- Zielsetzung A -
Übertrage aus dem Text zum Mitverschulden eines U-Bahn-Fahrgastes wortgetreu den Abschnitt, der mit „1. Die Kammer“ beginnt und bis einschließlich „nicht geboten ist.“ reicht.
- Zielsetzung B -
Fasse im Text zum Mitverschulden eines U-Bahn-Fahrgastes den Absatz, der mit „1. Die Kammer beabsichtigt“ beginnt, als knappe Stichpunktliste zusammen. Seine wesentlichen Angaben müssen erhalten bleiben.

- Textauswahl -
Miet- und Wohnungseigentumsrecht

Haftungsausschließendes Mitverschulden eines U-Bahn-Fahrgastes

Aktenzeichen  8 S 5719/17

Datum:
21.11.2017
Fundstelle:
BeckRS – 2017, 144922
Gerichtsart:
LG
Gerichtsort:
Nürnberg-Fürth
Rechtsweg:
Ordentliche Gerichtsbarkeit
Normen:
ZPO § 513 Abs. 1, § 522 Abs. 2, § 529 Abs. 1 Nr. 1
BGB § 254, § 823

 

Leitsatz

1 Es ist nicht Aufgabe eines U-Bahn-Fahrers, vor jeder Abfahrt und dem Schließen der Türen abzuwarten, ob noch weitere Fahrgäste in letzter Sekunde zusteigen. Kommt ein Fahrgast zu Schaden, weil er sich durch sich bereits schließende Türen noch “hineinquetscht”, trifft ihn ein haftungsausschließendes Mitverschulden. (Rn. 6) (redaktioneller Leitsatz)
2 Setzt der Betreiber einer U-Bahn bereits eine deutlich erkennbare optische Warnung durch rote Lichtzeichen beim Schließen der Türen ein, bedarf es darüber hinaus keiner weiteren Sicherungsmaßnahmen wie etwa Lichtschranken oder akustische Warnsignale. (Rn. 7) (redaktioneller Leitsatz)

Verfahrensgang

239 C 7131/16 2017-08-22 Urt AGNUERNBERG AG Nürnberg

Tenor

1. Die Kammer beabsichtigt, die Berufung gegen das Urteil des Amtsgerichts Nürnberg vom 22.08.2017, Az. 239 C 7131/16, gemäß § 522 Abs. 2 ZPO zurückzuweisen, weil sie einstimmig der Auffassung ist, dass die Berufung offensichtlich keine Aussicht auf Erfolg hat, der Rechtssache auch keine grundsätzliche Bedeutung zukommt, weder die Fortbildung des Rechts noch die Sicherung einer einheitlichen Rechtsprechung eine Entscheidung des Berufungsgerichts erfordert und die Durchführung einer mündlichen Verhandlung über die Berufung nicht geboten ist.

- Ausgewähltes Material -
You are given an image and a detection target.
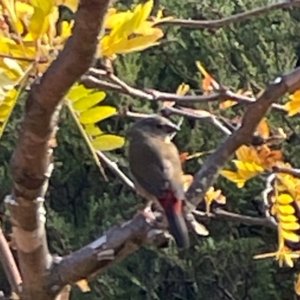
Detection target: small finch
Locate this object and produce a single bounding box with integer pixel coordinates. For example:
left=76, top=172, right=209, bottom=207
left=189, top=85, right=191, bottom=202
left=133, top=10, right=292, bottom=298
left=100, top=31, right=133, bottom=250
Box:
left=129, top=116, right=190, bottom=248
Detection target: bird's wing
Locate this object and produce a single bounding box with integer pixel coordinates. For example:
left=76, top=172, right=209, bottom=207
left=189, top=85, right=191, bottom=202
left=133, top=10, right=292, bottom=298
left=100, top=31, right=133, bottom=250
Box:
left=129, top=138, right=184, bottom=199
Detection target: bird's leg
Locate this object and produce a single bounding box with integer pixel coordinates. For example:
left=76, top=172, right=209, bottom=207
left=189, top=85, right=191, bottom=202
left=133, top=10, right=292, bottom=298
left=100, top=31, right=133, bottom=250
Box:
left=139, top=201, right=156, bottom=222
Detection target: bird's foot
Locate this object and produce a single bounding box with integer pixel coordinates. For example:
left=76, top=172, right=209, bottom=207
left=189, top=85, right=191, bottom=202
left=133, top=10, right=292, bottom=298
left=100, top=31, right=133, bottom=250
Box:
left=139, top=206, right=156, bottom=222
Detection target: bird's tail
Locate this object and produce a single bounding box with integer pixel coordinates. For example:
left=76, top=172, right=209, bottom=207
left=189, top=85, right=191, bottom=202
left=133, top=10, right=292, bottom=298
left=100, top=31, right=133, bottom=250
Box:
left=164, top=201, right=190, bottom=248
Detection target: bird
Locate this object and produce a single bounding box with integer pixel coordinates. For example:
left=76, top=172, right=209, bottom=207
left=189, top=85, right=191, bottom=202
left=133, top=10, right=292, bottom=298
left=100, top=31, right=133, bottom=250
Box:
left=128, top=115, right=190, bottom=248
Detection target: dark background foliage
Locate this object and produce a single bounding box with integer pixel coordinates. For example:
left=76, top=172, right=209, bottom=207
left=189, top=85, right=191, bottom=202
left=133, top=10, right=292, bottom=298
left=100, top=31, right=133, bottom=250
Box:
left=0, top=0, right=300, bottom=300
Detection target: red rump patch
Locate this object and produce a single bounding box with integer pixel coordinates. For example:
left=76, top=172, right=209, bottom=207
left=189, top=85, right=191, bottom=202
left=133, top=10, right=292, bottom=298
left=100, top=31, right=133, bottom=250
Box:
left=158, top=190, right=182, bottom=215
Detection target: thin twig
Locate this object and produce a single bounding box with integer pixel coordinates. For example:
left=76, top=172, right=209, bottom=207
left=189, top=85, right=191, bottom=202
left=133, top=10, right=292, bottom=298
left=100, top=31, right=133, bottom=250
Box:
left=80, top=75, right=286, bottom=113
left=272, top=166, right=300, bottom=178
left=186, top=68, right=300, bottom=205
left=162, top=106, right=231, bottom=136
left=97, top=151, right=135, bottom=190
left=193, top=208, right=275, bottom=228
left=155, top=0, right=300, bottom=29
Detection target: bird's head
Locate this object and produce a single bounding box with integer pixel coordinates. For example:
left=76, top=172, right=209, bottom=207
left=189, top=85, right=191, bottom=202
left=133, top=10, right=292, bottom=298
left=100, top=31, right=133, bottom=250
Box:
left=130, top=115, right=180, bottom=141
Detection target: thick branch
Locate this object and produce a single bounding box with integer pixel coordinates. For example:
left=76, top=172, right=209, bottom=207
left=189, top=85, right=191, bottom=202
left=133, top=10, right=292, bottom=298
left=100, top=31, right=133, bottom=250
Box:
left=186, top=68, right=300, bottom=205
left=48, top=214, right=167, bottom=291
left=0, top=229, right=22, bottom=295
left=156, top=0, right=300, bottom=29
left=8, top=0, right=109, bottom=300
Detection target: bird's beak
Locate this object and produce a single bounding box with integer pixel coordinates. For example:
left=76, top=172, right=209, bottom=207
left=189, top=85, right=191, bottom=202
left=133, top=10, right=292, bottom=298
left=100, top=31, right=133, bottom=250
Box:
left=166, top=122, right=180, bottom=133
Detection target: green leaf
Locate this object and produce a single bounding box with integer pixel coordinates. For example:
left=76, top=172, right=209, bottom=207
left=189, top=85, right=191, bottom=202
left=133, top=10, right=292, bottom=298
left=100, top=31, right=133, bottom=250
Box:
left=73, top=92, right=106, bottom=111
left=92, top=134, right=125, bottom=151
left=66, top=84, right=93, bottom=101
left=79, top=106, right=117, bottom=124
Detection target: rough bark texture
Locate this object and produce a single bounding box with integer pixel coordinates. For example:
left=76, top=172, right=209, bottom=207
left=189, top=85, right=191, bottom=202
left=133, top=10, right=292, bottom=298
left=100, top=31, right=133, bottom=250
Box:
left=7, top=0, right=109, bottom=300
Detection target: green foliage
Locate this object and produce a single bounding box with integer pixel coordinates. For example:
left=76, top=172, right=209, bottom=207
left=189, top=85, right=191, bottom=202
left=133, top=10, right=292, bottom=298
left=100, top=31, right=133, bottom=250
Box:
left=0, top=0, right=300, bottom=300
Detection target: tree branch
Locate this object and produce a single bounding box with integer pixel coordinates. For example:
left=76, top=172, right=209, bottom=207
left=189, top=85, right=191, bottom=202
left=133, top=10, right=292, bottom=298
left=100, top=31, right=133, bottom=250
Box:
left=186, top=68, right=300, bottom=206
left=193, top=208, right=276, bottom=228
left=155, top=0, right=300, bottom=29
left=7, top=0, right=109, bottom=300
left=48, top=214, right=168, bottom=291
left=80, top=71, right=286, bottom=113
left=0, top=229, right=22, bottom=295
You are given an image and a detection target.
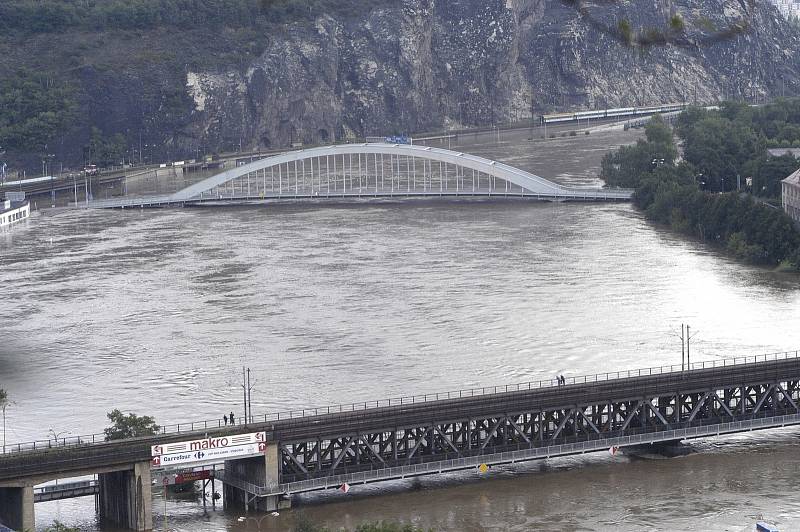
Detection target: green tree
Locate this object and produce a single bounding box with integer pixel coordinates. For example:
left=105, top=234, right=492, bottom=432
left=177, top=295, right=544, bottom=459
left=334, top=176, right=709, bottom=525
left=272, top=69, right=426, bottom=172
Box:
left=103, top=409, right=161, bottom=441
left=0, top=70, right=77, bottom=152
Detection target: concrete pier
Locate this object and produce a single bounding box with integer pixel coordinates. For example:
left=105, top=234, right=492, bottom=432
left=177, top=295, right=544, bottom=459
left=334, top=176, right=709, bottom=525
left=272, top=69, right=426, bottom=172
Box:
left=223, top=443, right=292, bottom=512
left=98, top=462, right=153, bottom=532
left=0, top=485, right=36, bottom=530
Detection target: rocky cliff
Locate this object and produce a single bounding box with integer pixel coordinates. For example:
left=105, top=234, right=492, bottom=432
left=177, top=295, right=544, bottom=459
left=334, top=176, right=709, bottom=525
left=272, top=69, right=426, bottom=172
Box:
left=0, top=0, right=800, bottom=166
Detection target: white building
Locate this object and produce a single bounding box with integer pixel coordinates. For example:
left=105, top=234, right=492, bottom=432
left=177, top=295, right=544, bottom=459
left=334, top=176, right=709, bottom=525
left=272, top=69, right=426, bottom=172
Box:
left=781, top=170, right=800, bottom=223
left=770, top=0, right=800, bottom=19
left=0, top=199, right=31, bottom=228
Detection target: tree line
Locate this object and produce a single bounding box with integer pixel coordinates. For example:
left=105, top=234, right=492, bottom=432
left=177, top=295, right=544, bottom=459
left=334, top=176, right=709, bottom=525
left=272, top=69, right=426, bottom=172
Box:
left=601, top=100, right=800, bottom=271
left=0, top=0, right=390, bottom=34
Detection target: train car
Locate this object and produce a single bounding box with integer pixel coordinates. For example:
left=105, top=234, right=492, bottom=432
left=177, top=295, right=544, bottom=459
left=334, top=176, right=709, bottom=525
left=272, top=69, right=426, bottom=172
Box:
left=606, top=107, right=636, bottom=118
left=575, top=109, right=606, bottom=121
left=542, top=113, right=575, bottom=124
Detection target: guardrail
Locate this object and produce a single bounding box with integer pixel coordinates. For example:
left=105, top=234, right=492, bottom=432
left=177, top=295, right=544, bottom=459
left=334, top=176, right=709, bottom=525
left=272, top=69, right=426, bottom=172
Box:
left=1, top=350, right=800, bottom=454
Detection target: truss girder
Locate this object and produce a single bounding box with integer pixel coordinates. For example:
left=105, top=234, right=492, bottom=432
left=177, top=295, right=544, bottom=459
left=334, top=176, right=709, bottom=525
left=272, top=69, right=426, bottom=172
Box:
left=280, top=381, right=800, bottom=482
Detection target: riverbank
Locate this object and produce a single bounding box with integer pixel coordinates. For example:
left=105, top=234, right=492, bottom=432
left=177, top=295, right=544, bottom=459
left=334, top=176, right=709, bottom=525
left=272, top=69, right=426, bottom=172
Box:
left=601, top=104, right=800, bottom=272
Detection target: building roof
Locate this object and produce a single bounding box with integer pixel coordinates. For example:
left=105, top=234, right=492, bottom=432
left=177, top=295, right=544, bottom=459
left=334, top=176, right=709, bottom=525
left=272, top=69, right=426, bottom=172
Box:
left=0, top=200, right=28, bottom=214
left=767, top=148, right=800, bottom=157
left=781, top=168, right=800, bottom=186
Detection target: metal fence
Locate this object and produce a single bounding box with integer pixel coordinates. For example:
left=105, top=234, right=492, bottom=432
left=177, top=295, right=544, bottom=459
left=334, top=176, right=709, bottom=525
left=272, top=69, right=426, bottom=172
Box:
left=2, top=351, right=800, bottom=453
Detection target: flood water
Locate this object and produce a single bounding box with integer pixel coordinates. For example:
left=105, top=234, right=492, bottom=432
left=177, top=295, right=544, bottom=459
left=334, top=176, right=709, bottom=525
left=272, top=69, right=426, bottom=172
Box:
left=0, top=128, right=800, bottom=530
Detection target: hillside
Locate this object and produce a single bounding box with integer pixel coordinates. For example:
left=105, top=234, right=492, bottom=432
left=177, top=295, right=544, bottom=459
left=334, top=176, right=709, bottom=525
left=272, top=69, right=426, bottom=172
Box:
left=0, top=0, right=800, bottom=168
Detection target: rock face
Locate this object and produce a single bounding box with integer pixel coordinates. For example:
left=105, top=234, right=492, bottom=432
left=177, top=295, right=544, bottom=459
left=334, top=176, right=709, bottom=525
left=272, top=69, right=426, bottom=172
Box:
left=0, top=0, right=800, bottom=164
left=181, top=0, right=800, bottom=147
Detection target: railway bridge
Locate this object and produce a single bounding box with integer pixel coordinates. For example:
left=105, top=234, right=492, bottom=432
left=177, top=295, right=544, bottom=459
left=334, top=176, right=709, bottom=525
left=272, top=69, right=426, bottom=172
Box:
left=0, top=352, right=800, bottom=530
left=89, top=143, right=633, bottom=208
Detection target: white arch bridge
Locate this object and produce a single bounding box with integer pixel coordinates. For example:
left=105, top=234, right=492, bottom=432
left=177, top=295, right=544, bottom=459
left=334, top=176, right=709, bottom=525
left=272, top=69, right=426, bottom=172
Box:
left=90, top=143, right=633, bottom=208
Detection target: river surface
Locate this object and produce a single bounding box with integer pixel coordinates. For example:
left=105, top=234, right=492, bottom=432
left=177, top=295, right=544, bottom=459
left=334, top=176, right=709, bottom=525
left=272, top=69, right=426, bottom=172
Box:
left=0, top=128, right=800, bottom=531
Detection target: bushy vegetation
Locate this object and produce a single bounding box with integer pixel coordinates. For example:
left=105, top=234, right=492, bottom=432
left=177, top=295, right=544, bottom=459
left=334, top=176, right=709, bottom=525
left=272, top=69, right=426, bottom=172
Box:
left=103, top=409, right=161, bottom=441
left=675, top=98, right=800, bottom=198
left=602, top=106, right=800, bottom=270
left=0, top=70, right=77, bottom=152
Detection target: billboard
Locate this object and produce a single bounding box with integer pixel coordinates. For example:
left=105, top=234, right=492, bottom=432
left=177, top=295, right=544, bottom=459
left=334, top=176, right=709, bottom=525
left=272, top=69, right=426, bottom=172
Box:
left=150, top=432, right=267, bottom=468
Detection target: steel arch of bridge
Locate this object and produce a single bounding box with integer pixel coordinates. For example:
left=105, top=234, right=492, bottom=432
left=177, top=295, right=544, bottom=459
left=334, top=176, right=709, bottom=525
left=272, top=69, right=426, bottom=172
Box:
left=168, top=143, right=632, bottom=203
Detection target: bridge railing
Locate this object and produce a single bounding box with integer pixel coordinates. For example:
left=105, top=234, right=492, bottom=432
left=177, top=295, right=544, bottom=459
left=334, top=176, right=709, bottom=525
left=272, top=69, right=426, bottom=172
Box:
left=2, top=350, right=800, bottom=453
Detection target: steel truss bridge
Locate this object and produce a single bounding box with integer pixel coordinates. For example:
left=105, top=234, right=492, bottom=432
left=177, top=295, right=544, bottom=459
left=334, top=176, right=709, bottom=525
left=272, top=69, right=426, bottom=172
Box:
left=0, top=352, right=800, bottom=520
left=90, top=143, right=633, bottom=208
left=245, top=358, right=800, bottom=495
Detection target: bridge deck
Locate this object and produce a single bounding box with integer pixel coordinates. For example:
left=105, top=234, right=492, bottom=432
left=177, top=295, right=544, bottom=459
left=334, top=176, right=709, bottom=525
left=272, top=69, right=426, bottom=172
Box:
left=0, top=357, right=800, bottom=483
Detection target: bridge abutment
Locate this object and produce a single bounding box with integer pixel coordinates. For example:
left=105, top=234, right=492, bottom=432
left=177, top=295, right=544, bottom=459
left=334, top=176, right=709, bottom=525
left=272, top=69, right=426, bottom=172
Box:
left=223, top=443, right=292, bottom=512
left=98, top=462, right=153, bottom=531
left=0, top=486, right=36, bottom=530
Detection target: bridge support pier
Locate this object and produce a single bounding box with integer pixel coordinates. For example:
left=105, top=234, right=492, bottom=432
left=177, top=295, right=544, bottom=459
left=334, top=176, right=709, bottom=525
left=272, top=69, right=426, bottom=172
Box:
left=98, top=462, right=153, bottom=532
left=0, top=486, right=36, bottom=530
left=223, top=443, right=292, bottom=512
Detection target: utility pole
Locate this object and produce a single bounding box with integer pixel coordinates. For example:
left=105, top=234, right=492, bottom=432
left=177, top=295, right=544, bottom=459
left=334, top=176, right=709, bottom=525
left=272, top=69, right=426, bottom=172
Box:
left=686, top=324, right=692, bottom=367
left=247, top=368, right=253, bottom=423
left=242, top=366, right=247, bottom=424
left=242, top=366, right=253, bottom=425
left=675, top=323, right=686, bottom=371
left=686, top=325, right=700, bottom=369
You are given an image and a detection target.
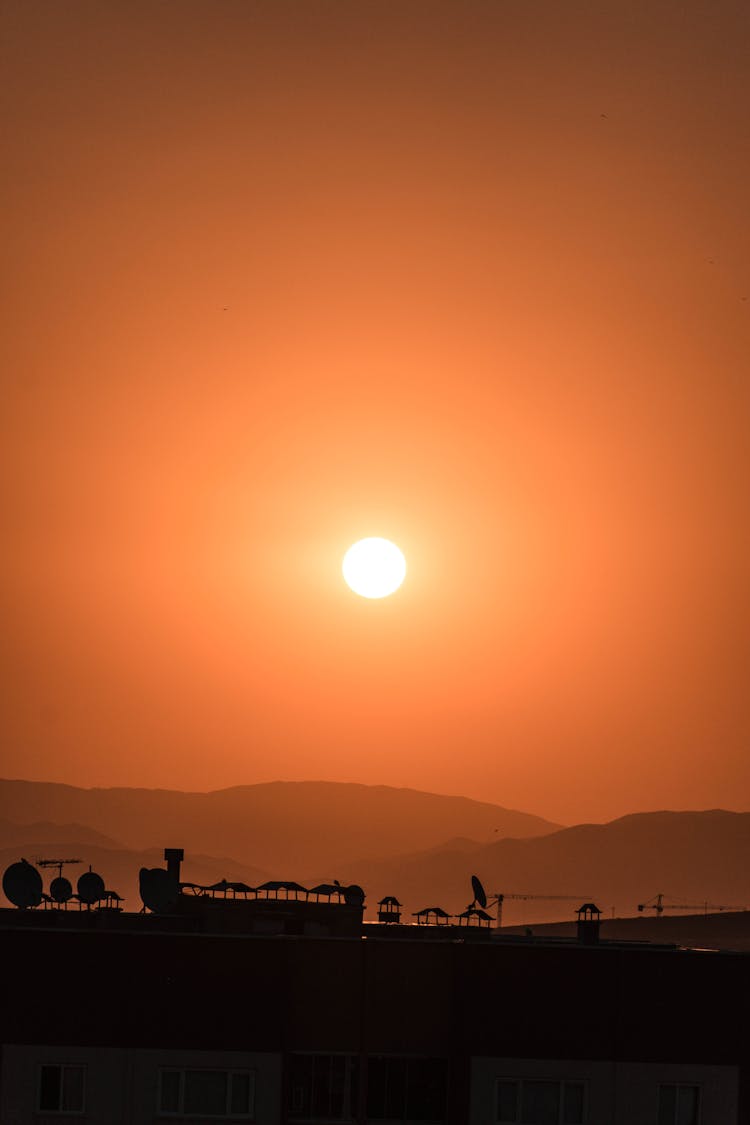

- Ausgearbeitete Lösung A -
1. Die Kammer beabsichtigt, die Berufung gegen das Urteil des Amtsgerichts Nürnberg vom 22.08.2017, Az. 239 C 7131/16, gemäß § 522 Abs. 2 ZPO zurückzuweisen, weil sie einstimmig der Auffassung ist, dass die Berufung offensichtlich keine Aussicht auf Erfolg hat, der Rechtssache auch keine grundsätzliche Bedeutung zukommt, weder die Fortbildung des Rechts noch die Sicherung einer einheitlichen Rechtsprechung eine Entscheidung des Berufungsgerichts erfordert und die Durchführung einer mündlichen Verhandlung über die Berufung nicht geboten ist.

- Ausgearbeitete Lösung B -
- Die Kammer beabsichtigt, die Berufung gegen das Urteil des Amtsgerichts Nürnberg vom 22.08.2017 (Az. 239 C 7131/16) gemäß § 522 Abs. 2 ZPO zurückzuweisen.
- Grund ist die einstimmige Auffassung der Kammer:
  - Die Berufung hat offensichtlich keine Aussicht auf Erfolg.
  - Die Rechtssache hat keine grundsätzliche Bedeutung.
  - Weder die Fortbildung des Rechts noch die Sicherung einer einheitlichen Rechtsprechung erfordert eine Entscheidung des Berufungsgerichts.
  - Eine mündliche Verhandlung über die Berufung ist nicht geboten.